WHAT THIS TASK INVOLVES:
Look through the lines below and extract each one that contains "target".

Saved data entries
/---

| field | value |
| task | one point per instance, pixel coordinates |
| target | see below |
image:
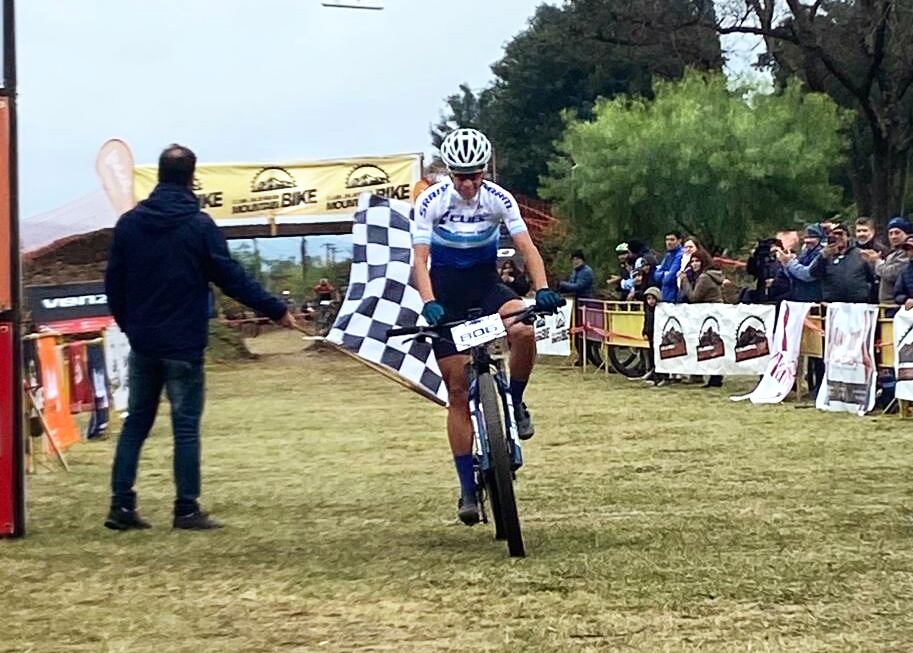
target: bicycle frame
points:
(482, 362)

\---

THE ANSWER:
| target | see below |
target: bicycle frame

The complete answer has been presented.